WVU group receives funding to train teachers how to deal with opioid crisis

WVU group receives funding to train teachers how to deal with opioid crisis

A partnership started by West Virginia University has received funding to develop and distribute materials to help state teachers support their students who may be dealing with a family member’s substance use disorder.

Called the Project TRAIN initiative – Teacher Resources for Addiction Impact Now – is part of a collaboration with the Region 5 Comprehensive Center at Westat. The funding will allow two educators at WVU College of Education and Human Services (Jessica Troilo, associate dean for academic affairs, and Frankie Tack, clinical assistant professor and program coordinator of the addiction studies minor) to provide online training for teachers covering four different topics – an addictions overview, a review of family systems and their impact on students’ classroom behaviors, strategies for interacting with parents and students, and teacher self-care.

A report from the United Hospital Fund found that West Virginia has the highest rate of children being affected by the opioid crisis – 54 out of every 1,000 children.

“We hope to build the capacity of teachers in responding to the challenges of the opioid crisis,” Troilo said. “What that means is increasing the confidence of teachers in managing and working with students impacted by substance use disorders in the home. We want to provide them with the tools they need to be successful.”

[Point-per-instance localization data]

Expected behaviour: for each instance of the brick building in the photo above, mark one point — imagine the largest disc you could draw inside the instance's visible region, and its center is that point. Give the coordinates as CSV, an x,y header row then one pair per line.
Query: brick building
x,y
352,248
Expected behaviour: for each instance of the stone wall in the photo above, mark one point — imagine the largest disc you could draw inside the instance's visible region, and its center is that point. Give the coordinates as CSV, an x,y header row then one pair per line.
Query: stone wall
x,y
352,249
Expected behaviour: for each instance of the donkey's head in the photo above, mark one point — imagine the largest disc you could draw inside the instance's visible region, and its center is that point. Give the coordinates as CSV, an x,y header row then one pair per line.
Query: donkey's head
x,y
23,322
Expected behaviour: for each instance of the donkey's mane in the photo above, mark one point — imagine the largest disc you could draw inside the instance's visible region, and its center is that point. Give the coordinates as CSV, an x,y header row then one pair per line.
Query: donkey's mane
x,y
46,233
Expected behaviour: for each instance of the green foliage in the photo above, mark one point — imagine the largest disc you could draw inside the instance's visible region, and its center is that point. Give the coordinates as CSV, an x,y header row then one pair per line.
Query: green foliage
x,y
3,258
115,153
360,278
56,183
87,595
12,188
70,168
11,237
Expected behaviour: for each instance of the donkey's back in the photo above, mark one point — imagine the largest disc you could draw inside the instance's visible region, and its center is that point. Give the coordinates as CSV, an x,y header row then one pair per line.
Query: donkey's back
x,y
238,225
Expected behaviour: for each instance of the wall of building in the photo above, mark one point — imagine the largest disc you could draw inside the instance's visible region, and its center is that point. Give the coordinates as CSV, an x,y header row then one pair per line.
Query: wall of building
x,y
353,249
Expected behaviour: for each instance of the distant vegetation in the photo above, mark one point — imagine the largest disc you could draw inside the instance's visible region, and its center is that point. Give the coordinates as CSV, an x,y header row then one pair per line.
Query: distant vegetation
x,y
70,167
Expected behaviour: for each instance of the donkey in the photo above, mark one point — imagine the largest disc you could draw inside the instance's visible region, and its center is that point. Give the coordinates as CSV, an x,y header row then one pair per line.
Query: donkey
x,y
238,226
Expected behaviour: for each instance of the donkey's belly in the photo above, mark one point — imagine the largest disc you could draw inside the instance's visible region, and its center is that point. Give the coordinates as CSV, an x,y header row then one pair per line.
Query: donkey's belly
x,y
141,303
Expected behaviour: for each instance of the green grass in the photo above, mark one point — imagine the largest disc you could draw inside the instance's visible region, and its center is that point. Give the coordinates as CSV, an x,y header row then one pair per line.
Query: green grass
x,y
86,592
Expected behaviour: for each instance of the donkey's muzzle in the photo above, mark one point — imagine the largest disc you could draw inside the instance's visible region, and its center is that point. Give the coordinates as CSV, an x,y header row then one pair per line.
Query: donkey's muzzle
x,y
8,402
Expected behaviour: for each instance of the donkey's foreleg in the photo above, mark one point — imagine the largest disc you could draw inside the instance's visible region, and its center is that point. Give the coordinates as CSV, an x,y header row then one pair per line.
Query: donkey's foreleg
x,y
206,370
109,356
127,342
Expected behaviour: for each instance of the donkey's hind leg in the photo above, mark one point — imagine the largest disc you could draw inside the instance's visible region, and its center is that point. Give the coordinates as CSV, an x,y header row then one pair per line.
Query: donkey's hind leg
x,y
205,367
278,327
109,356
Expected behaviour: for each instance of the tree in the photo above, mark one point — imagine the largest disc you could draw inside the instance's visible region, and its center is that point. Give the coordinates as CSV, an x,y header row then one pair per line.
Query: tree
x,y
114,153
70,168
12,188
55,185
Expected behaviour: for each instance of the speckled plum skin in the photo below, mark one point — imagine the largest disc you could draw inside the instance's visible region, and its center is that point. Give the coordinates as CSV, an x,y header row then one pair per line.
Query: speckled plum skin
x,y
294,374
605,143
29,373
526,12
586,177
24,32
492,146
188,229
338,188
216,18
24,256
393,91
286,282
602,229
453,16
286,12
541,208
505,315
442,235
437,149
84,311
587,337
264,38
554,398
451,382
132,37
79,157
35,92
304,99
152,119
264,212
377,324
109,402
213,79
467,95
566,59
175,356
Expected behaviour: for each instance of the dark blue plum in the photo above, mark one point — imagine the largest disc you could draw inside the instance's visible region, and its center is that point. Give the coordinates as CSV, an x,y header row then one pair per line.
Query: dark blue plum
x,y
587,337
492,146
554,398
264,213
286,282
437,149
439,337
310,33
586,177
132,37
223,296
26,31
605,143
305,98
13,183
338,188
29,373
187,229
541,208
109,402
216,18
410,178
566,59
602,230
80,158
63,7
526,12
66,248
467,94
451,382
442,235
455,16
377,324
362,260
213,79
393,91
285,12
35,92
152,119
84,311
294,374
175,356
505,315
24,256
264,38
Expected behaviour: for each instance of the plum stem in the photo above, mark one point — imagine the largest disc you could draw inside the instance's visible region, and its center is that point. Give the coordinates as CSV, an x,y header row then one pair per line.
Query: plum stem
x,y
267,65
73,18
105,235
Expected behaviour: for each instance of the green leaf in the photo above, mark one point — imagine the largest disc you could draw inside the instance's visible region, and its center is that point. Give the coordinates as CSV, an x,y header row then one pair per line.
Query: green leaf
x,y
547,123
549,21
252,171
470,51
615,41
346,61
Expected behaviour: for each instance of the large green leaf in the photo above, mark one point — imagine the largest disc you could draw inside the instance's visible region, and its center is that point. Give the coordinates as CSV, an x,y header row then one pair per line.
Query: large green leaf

Problem 1. In the article about WVU's teacher training project, duplicate everything from "A partnership started" down to "substance use disorder.".
Problem 2.
Answer these questions using the article about WVU's teacher training project:
(a) What does the name TRAIN stand for?
(b) According to the United Hospital Fund report, how many out of every 1,000 West Virginia children are affected by the opioid crisis?
(c) Who is the associate dean for academic affairs at the WVU College of Education and Human Services?
Problem 3. Take the article about WVU's teacher training project further, picking up after its final paragraph.

Result 1.
A partnership started by West Virginia University has received funding to develop and distribute materials to help state teachers support their students who may be dealing with a family member’s substance use disorder.

Result 2.
(a) Teacher Resources for Addiction Impact Now
(b) 54
(c) Jessica Troilo

Result 3.
Troilo and Tack, along with Lauren Prinzo, an assistant professor and Extension Specialist in
community and economic development in WVU Extension Service’s Family and Community Development Unit, will develop the training modules and then deliver them to educators throughout the state and surrounding states.

“WVU Extension is working across units to find ways that we impact substance misuse across the state. When this project came along, and we talked about partnering, it was a perfect fit,” Prinzo said. “We have county-based faculty in all 55 counties of West Virginia, and there’s a lot of interest among our faculty in working directly with schools and youth to address this issue and support people in recovery.”

The content is based on information received by Troilo and Tack during a 2019 survey of teachers. In the survey, teachers reported never having received training on what to do for students whose parents or caregivers have substance use issues. Additionally, 70 percent of the teachers reported some level of burnout every month.